# [Entries provided]
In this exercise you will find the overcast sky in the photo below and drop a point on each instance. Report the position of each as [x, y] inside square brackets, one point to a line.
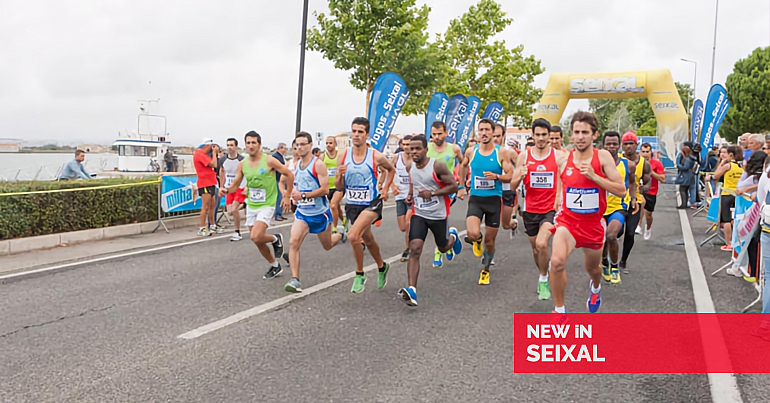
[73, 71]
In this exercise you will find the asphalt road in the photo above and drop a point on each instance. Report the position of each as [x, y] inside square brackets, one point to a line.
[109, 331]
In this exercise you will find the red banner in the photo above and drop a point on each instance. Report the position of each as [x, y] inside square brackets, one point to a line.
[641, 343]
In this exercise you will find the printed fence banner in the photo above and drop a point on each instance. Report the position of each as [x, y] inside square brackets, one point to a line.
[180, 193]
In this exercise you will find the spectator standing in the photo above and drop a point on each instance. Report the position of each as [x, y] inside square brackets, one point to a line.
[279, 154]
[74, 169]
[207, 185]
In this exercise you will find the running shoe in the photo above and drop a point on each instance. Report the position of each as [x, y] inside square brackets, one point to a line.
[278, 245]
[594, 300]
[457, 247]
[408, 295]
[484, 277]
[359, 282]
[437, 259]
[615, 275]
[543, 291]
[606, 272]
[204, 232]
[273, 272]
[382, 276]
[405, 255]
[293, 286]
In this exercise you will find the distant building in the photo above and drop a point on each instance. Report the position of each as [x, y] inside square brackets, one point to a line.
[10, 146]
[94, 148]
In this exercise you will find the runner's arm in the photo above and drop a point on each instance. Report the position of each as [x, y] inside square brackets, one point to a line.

# [Task instructions]
Repeat, without change, each line of the data above from the one that contains "In this exercise you will find the red" through the final line, counting both.

# [Final result]
In this exercise you will find the red banner in the photo above and drop a point on each instance. Report the position of each as [x, y] inside square brackets, one point to a line.
[641, 343]
In this exercise you will find the printed fence banner in the photo above and drop a point on each instance. Report the position of each as [x, y] inside square brackets, one point to a line.
[180, 193]
In this exercise you will find the spectator standing in the photo above and drop a point on each instance. Report the position of each as [x, y] inside square brackets, one point to a line.
[279, 154]
[74, 169]
[207, 185]
In this exercise you will find the running shoe in the photo above and drop a point on each instance. Report the position of each as [x, y] inside square brackets, one point to a line.
[278, 245]
[594, 300]
[457, 247]
[408, 295]
[484, 277]
[359, 282]
[437, 259]
[615, 275]
[543, 291]
[606, 272]
[204, 232]
[273, 272]
[382, 276]
[405, 255]
[293, 286]
In this exercise you will find the distant building in the photo above and drop a point on each instance. Report the position of each as [x, y] inside square brackets, one point to a line.
[10, 146]
[94, 148]
In this exercise you will find the runner's arm in the photo above and drop a point on each instance. Report the position of each as [x, y] inside square brackets, one point to a line.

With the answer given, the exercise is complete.